• **What you should do**
Would you please copy each line below that includes the string "outline"?

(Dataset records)
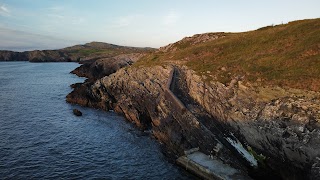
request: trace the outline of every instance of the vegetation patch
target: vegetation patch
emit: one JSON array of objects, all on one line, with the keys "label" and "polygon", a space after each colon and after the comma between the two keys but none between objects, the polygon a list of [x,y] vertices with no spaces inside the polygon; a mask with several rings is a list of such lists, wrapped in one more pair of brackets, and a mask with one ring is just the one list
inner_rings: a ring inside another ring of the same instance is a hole
[{"label": "vegetation patch", "polygon": [[223,38],[198,44],[189,38],[185,43],[175,43],[171,47],[174,50],[154,52],[138,64],[185,64],[198,74],[223,83],[241,76],[244,81],[259,85],[319,91],[319,27],[320,19],[311,19],[244,33],[224,33]]},{"label": "vegetation patch", "polygon": [[250,146],[247,146],[247,150],[250,154],[252,154],[252,156],[258,161],[259,166],[265,167],[266,166],[266,156],[262,155],[262,154],[258,154],[257,152],[255,152]]}]

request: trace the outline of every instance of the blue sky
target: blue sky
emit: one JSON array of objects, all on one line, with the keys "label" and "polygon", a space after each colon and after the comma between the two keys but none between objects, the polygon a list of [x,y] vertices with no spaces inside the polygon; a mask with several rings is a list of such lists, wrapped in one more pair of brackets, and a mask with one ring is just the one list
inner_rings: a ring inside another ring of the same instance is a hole
[{"label": "blue sky", "polygon": [[320,18],[319,8],[319,0],[0,0],[0,49],[160,47],[197,33]]}]

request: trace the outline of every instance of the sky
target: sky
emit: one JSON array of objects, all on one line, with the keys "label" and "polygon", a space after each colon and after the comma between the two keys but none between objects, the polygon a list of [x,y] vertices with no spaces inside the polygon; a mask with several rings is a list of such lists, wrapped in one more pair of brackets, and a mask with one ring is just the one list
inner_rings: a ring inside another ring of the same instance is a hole
[{"label": "sky", "polygon": [[320,18],[319,9],[320,0],[0,0],[0,50],[92,41],[158,48],[198,33]]}]

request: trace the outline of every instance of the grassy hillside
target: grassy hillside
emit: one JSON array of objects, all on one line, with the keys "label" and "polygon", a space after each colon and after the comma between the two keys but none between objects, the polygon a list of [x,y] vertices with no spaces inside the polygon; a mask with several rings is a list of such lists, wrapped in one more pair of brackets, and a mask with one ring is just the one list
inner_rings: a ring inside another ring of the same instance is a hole
[{"label": "grassy hillside", "polygon": [[319,91],[320,19],[218,36],[200,43],[199,35],[183,39],[165,51],[144,57],[137,66],[175,62],[187,65],[208,80],[228,83],[241,76],[259,85]]},{"label": "grassy hillside", "polygon": [[76,45],[61,49],[73,57],[113,57],[119,54],[148,53],[154,51],[152,48],[137,48],[118,46],[114,44],[91,42],[84,45]]}]

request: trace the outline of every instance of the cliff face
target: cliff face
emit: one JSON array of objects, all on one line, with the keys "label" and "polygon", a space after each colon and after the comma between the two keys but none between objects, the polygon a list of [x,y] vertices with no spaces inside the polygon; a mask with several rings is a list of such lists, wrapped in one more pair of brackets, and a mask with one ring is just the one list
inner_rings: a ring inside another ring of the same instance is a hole
[{"label": "cliff face", "polygon": [[0,51],[0,61],[28,61],[27,53]]},{"label": "cliff face", "polygon": [[77,61],[71,59],[65,52],[58,50],[45,51],[0,51],[0,61],[30,61],[30,62],[70,62]]},{"label": "cliff face", "polygon": [[71,73],[90,80],[97,80],[109,74],[115,73],[122,67],[129,66],[143,56],[142,53],[121,54],[110,58],[98,58],[87,60],[83,65]]},{"label": "cliff face", "polygon": [[[97,79],[108,76],[123,67],[131,65],[141,56],[143,56],[141,53],[121,54],[111,58],[83,62],[81,66],[71,71],[71,73],[88,79],[84,83],[71,85],[74,90],[68,94],[67,101],[82,106],[108,110],[110,105],[107,102],[99,103],[100,100],[97,100],[95,95],[90,93],[91,86]],[[97,103],[97,101],[99,102]]]},{"label": "cliff face", "polygon": [[266,156],[266,163],[280,170],[283,177],[296,172],[294,176],[299,178],[299,173],[312,171],[312,164],[320,156],[320,93],[252,87],[243,85],[240,79],[228,86],[205,83],[187,68],[182,68],[181,79],[187,95],[245,144]]},{"label": "cliff face", "polygon": [[151,130],[173,159],[184,150],[200,147],[201,151],[217,155],[232,166],[247,172],[246,165],[228,148],[224,148],[215,134],[210,132],[188,110],[177,107],[177,100],[168,95],[168,79],[172,67],[126,68],[97,80],[77,93],[67,96],[71,103],[104,110],[113,109],[123,114],[144,131]]},{"label": "cliff face", "polygon": [[71,62],[76,59],[71,59],[65,52],[58,50],[46,50],[46,51],[29,51],[28,60],[30,62]]},{"label": "cliff face", "polygon": [[[141,129],[152,130],[174,158],[184,150],[200,147],[206,154],[259,178],[301,179],[319,174],[312,168],[320,157],[319,93],[254,89],[239,79],[229,86],[205,83],[184,66],[177,68],[173,87],[186,107],[184,111],[167,94],[171,70],[161,66],[120,69],[82,86],[82,91],[76,96],[71,93],[67,101],[114,109]],[[247,169],[248,163],[225,141],[226,134],[262,153],[259,165],[264,167],[256,170],[259,175]],[[221,147],[218,153],[217,147]]]}]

• **Solution for this problem**
request: trace the outline of every instance of the vegetation patch
request: trace the outline of every instance of the blue sky
request: trace the outline of every instance of the sky
request: trace the outline of every instance of the grassy hillside
request: trace the outline of every instance of the cliff face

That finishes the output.